[BEGIN THE INPUT]

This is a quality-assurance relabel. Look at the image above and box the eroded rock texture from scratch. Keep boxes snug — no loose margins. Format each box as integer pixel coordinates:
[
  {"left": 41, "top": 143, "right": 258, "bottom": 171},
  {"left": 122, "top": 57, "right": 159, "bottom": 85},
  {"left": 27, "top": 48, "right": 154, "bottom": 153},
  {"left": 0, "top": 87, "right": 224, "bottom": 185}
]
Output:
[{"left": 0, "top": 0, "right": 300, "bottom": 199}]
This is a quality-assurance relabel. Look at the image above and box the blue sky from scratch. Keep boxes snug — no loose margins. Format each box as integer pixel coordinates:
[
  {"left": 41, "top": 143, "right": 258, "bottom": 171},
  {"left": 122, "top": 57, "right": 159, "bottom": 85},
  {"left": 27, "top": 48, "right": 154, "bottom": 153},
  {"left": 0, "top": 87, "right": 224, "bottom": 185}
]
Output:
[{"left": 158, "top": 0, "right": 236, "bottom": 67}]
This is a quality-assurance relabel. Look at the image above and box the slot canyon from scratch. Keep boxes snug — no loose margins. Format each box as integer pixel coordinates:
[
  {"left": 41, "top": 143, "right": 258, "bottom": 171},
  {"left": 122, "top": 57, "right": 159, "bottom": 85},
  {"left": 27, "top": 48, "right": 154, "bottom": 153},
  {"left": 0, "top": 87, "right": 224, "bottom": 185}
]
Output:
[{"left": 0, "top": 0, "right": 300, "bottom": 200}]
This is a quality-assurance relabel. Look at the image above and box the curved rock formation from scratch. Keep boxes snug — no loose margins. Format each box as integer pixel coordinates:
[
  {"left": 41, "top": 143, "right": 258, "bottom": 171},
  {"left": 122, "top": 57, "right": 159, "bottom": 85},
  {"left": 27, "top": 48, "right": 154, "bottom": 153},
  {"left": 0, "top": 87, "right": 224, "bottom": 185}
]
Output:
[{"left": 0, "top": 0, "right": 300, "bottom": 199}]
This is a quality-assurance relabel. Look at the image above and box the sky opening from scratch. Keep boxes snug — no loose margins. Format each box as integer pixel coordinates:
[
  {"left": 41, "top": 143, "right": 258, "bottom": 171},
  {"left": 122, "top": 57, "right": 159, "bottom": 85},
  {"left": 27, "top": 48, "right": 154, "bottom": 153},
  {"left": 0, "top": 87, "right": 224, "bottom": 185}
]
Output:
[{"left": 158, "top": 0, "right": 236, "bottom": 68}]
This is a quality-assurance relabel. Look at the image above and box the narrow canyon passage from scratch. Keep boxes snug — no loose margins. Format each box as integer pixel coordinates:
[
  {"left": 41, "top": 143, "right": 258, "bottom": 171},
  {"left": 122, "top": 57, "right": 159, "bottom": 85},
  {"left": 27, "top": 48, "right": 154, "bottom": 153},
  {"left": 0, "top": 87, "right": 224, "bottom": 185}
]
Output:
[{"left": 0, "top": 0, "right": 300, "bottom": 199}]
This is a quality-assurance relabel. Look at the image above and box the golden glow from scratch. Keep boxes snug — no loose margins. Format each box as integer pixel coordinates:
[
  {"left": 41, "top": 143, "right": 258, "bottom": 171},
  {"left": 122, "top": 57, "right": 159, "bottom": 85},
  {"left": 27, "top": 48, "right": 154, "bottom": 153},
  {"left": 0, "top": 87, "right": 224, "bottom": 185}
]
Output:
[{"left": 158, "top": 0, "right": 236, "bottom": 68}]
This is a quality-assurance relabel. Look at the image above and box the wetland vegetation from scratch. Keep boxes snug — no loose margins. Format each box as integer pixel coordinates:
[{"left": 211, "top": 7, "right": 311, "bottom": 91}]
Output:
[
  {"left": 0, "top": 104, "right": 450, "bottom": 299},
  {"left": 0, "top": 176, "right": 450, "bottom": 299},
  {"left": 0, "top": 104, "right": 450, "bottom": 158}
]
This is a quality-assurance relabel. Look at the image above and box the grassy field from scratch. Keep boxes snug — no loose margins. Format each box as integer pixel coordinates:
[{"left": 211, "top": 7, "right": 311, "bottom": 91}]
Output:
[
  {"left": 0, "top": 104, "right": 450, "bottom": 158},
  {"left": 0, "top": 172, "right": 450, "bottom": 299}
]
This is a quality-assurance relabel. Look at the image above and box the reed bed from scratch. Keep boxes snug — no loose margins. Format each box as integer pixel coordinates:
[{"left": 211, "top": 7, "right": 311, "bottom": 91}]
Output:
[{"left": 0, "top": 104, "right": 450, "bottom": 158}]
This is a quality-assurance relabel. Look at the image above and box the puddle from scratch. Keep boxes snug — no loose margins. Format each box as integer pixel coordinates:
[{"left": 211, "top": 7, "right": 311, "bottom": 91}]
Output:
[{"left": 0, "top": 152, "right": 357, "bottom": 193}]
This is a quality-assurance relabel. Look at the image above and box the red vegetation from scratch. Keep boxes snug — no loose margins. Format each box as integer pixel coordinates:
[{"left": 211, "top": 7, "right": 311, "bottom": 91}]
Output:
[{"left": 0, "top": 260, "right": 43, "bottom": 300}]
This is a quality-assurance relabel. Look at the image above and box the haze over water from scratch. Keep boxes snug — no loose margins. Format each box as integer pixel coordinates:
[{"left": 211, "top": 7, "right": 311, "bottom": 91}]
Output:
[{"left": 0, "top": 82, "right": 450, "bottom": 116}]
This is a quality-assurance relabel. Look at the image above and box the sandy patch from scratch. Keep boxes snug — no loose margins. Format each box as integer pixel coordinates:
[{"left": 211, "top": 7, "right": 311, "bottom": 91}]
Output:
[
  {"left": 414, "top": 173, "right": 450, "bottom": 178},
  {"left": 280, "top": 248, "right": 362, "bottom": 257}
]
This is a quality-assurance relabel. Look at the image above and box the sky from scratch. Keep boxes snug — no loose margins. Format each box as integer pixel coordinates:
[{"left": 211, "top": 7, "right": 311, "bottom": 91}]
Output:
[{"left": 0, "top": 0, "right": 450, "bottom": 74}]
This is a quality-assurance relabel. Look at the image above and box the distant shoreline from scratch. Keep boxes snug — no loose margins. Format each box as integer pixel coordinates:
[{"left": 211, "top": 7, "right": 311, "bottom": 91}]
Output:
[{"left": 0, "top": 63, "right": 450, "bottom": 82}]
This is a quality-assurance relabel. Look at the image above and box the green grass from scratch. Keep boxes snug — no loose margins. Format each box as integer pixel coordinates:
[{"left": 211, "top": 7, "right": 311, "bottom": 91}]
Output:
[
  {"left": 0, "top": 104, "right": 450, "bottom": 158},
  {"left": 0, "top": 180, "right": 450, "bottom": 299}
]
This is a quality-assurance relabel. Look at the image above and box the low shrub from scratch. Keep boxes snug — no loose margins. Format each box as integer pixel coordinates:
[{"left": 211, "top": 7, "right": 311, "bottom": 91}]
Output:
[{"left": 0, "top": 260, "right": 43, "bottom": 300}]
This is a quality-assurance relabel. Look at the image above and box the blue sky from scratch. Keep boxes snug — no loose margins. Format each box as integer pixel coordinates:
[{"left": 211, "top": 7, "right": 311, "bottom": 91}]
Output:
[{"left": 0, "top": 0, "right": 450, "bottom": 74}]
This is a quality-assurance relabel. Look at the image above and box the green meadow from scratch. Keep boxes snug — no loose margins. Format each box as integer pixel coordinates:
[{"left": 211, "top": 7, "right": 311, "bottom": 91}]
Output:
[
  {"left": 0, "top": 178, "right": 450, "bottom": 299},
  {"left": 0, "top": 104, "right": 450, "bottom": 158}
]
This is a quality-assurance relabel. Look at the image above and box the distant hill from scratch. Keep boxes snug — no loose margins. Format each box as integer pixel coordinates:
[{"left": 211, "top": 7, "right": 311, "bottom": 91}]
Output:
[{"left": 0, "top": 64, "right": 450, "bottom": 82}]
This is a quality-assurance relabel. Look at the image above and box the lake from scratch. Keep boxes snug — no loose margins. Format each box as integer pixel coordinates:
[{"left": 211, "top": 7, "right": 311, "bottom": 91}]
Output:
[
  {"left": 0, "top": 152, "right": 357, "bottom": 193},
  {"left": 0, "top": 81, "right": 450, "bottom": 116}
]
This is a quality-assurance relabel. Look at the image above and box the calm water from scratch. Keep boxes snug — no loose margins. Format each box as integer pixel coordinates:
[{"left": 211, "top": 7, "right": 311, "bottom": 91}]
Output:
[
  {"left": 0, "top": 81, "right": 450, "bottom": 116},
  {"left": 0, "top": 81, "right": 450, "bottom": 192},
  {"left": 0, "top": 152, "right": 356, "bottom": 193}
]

[END THE INPUT]
[BEGIN THE INPUT]

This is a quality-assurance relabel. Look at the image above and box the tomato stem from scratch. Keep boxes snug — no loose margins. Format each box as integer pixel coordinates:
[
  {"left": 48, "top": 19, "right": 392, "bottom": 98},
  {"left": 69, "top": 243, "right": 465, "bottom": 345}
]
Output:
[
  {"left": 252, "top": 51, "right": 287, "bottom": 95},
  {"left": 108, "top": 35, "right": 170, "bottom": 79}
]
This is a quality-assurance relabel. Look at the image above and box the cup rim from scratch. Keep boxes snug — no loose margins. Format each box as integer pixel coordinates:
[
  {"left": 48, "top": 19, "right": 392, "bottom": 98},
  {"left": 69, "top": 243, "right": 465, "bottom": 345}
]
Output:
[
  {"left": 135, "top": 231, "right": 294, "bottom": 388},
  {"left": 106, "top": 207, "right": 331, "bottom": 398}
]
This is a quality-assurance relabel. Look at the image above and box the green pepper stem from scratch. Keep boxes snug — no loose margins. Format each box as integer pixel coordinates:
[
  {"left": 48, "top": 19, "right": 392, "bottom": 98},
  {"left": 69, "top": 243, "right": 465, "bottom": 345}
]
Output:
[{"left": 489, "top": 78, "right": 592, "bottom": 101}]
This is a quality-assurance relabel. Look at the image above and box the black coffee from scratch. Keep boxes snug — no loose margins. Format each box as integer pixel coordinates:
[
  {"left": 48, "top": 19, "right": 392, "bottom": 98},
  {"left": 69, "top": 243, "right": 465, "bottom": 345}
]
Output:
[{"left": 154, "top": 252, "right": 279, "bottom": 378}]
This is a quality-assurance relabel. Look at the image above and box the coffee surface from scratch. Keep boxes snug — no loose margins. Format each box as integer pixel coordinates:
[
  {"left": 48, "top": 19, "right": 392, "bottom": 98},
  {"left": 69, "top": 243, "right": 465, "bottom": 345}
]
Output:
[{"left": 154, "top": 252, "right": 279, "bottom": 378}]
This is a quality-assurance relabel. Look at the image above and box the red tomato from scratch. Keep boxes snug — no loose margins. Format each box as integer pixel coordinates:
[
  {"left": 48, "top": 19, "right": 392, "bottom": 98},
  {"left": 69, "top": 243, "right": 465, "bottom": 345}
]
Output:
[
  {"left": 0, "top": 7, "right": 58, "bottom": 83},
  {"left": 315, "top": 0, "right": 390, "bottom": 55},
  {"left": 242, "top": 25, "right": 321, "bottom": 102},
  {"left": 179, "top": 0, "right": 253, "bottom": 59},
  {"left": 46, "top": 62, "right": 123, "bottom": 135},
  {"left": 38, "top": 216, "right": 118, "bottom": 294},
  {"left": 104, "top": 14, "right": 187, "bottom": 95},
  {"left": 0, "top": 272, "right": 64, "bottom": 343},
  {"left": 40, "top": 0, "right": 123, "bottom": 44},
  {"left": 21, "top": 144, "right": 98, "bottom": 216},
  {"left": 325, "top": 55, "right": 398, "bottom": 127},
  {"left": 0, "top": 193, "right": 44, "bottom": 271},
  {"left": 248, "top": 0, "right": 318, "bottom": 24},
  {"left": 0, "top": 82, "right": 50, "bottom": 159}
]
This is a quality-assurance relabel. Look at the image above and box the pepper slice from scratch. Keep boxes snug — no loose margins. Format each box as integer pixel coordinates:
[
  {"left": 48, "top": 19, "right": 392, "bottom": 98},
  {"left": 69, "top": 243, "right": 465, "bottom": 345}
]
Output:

[END THE INPUT]

WRITTEN PROBLEM: Find every line in the entries above that contains the word "canyon" and copy each of those lines.

RESPONSE TO THIS EXERCISE:
This is a quality-assurance relabel. Look at the image above and box the slot canyon from scratch. Keep boxes snug — no loose margins. Format each box as integer pixel coordinates:
This is a quality-assurance relabel. Look at the image above and box the narrow canyon passage from scratch. Keep boxes snug — no loose margins. Format each box as integer pixel coordinates:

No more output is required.